_EXERCISES TO COMPLETE_.
**A)** In the Orchesto overview, what is the term for the bucket that corresponds to a virtual bucket in the backing region?
**B)** Copy the Orchesto overview word for word, from "To deploy storage" up to and including "objects to them.".
**C)** Resume the Orchesto overview from the point where it stops.

_READING PASSAGE_.
Learn how to use Orchesto as a multi-point Data Management Solution, compatible with the Amazon S3 API.
Orchesto is a data management solution that, in one aspect of its capability, can act as a forward proxy against one or more cloud storage providers.
To deploy storage resources in Orchesto, you begin by making a set of storage regions available through one or more storage backends. This will typically require you to provide Orchesto with security credentials when adding the storage backends.
Once those regions are available to Orchesto, they will be also be indirectly available to AWS S3 compatible clients that connect to Orchesto. Specifically, for each underlying storage region, or backing region, we say that Orchesto provides a corresponding virtual region to clients.
You can then start to work with the available storage resources by adding virtual buckets, and upload or download objects to them.
We refer to a bucket available in a virtual region, and its corresponding backing region, as a virtual bucket and backing bucket respectively.

_SUPPLIED RECORDS_.
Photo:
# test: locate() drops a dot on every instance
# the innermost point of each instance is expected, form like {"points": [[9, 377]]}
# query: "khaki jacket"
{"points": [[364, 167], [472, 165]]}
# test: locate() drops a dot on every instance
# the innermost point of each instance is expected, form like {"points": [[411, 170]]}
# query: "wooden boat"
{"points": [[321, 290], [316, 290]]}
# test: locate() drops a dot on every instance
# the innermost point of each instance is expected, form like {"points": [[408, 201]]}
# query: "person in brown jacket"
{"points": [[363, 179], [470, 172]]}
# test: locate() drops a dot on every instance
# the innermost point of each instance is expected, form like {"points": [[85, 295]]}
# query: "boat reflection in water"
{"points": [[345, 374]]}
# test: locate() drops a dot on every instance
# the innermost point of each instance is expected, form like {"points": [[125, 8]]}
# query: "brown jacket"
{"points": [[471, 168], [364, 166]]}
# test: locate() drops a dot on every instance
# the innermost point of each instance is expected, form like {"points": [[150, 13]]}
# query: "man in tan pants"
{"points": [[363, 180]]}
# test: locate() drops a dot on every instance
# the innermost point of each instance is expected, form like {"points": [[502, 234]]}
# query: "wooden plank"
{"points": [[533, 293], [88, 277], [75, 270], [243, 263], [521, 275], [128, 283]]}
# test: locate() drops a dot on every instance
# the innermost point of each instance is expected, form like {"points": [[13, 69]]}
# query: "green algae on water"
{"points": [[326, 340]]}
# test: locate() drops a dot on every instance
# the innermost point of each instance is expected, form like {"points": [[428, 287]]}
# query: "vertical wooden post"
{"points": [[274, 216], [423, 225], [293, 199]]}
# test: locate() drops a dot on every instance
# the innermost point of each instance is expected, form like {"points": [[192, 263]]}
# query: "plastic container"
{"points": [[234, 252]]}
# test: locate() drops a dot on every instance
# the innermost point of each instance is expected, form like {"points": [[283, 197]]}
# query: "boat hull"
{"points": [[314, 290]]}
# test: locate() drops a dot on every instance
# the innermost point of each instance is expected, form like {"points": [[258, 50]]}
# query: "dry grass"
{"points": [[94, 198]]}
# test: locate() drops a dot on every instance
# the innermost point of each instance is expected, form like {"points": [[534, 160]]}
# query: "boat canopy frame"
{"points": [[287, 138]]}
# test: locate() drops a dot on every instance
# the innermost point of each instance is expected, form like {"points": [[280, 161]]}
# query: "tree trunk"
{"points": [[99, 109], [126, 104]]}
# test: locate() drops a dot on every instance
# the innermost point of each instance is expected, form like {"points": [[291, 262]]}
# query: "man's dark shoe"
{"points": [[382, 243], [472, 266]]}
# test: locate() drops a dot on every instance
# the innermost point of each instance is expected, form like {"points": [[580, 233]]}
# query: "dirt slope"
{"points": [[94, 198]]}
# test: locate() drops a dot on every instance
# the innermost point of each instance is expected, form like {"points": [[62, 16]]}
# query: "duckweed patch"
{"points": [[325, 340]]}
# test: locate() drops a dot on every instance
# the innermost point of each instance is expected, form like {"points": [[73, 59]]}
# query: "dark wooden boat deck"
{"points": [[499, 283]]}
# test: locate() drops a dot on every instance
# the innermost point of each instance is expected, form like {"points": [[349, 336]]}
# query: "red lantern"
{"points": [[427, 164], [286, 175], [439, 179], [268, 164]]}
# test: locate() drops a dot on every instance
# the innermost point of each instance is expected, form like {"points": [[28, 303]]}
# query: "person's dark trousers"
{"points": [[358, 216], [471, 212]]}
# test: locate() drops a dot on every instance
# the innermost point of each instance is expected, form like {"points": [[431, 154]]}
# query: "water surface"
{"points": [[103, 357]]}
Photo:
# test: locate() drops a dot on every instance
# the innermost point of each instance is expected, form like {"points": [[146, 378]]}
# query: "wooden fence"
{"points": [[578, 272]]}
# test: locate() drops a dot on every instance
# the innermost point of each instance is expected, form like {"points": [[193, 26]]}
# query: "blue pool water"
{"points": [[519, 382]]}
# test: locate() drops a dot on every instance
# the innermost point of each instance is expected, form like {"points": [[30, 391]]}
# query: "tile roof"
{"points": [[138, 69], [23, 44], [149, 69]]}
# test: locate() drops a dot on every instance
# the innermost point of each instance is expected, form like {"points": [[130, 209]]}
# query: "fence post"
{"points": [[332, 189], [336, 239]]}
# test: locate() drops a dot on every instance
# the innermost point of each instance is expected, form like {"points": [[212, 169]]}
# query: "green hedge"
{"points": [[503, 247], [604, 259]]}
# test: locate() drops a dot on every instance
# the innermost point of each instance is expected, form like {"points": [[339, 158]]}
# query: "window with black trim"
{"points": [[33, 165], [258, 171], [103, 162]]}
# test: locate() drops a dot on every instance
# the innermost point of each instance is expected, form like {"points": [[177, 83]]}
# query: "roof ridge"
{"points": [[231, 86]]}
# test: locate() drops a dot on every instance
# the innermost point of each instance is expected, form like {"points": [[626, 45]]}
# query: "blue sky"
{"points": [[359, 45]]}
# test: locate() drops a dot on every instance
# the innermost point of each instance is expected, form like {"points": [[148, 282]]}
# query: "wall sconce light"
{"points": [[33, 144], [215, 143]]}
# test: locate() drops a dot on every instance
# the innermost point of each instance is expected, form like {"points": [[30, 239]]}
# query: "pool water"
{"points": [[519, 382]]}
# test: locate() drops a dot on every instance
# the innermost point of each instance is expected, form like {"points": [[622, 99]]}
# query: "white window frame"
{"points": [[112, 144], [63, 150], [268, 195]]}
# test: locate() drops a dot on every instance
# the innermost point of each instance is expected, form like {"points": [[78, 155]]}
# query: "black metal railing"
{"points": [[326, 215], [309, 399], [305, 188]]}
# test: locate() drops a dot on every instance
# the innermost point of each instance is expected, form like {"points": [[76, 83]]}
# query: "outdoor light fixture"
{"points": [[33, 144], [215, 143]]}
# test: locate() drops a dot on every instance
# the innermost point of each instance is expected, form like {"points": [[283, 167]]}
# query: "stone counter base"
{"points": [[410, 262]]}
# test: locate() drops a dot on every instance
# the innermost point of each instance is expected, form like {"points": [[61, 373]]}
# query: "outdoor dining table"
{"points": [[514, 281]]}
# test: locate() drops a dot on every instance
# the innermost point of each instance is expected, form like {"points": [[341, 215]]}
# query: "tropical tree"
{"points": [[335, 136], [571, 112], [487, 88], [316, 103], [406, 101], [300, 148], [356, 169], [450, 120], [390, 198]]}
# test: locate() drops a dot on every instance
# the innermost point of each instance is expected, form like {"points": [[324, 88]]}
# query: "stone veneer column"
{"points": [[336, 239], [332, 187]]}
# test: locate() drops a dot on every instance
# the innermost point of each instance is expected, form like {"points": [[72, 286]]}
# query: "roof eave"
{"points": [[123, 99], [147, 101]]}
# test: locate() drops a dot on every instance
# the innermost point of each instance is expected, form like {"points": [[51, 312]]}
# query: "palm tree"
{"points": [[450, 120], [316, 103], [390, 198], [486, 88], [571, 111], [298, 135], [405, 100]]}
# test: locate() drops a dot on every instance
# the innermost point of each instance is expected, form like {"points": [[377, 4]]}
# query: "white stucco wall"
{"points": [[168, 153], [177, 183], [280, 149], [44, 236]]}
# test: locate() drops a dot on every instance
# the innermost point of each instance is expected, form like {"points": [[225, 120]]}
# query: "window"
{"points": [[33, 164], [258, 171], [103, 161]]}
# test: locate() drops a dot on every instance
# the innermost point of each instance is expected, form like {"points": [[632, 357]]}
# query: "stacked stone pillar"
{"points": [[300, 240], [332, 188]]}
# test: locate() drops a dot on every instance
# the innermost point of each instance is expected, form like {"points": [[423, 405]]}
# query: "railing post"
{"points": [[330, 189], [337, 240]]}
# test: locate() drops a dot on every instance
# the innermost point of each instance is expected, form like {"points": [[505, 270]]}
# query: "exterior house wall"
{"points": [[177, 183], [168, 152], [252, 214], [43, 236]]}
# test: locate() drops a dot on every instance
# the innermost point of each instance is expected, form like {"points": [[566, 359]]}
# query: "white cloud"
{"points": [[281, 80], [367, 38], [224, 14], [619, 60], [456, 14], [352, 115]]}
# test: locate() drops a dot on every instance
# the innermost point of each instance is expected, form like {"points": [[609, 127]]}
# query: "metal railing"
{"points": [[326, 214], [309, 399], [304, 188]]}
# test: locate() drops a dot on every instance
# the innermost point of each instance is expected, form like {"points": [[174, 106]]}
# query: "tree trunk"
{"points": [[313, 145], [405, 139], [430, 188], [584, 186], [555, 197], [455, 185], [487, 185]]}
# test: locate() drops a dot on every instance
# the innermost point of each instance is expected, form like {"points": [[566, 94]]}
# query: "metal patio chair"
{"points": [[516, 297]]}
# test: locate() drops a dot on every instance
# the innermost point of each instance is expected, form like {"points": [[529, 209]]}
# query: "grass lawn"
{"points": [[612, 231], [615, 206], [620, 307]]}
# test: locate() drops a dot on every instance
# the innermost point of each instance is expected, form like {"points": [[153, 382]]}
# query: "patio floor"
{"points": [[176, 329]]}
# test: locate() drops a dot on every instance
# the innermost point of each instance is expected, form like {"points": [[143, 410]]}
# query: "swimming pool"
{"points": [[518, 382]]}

_WRITTEN ANSWERS_.
**A)** A backing bucket.

**B)**
To deploy storage resources in Orchesto, you begin by making a set of storage regions available through one or more storage backends. This will typically require you to provide Orchesto with security credentials when adding the storage backends.
Once those regions are available to Orchesto, they will be also be indirectly available to AWS S3 compatible clients that connect to Orchesto. Specifically, for each underlying storage region, or backing region, we say that Orchesto provides a corresponding virtual region to clients.
You can then start to work with the available storage resources by adding virtual buckets, and upload or download objects to them.

**C)**
Virtual regions do not automatically grant access to buckets in the underlying storage region. When adding a bucket to Orchesto, you will automatically create a new bucket in the backing region. This backing bucket will have the name of the virtual bucket as a portion of its name. The complete name of the backing bucket will however also include a unique identifier to ensure that there will be no naming conflicts amongst the backing buckets.
In versions after 2.0 of Orchesto it is possible to also reuse existing backing buckets when creating a virtual bucket. For these situations, Orchesto features an import function that reads upstream data from the backing bucket in order to build Orchesto's internal object indexing database.
All data uploaded to Orchesto is stored in the native format of the storage provider, ensuring the data lifecycle is not obstructed across storage environments. This allows direct access to the data outside Orchesto, and access to existing data through Orchesto, at the same time.**
A security credential is provided by way of access keys, consisting of an access key ID and a secret access key. The first issued security credential is the administrative security credential. This is unique and can be used to manage Orchesto with admin privileges, that is, without restriction.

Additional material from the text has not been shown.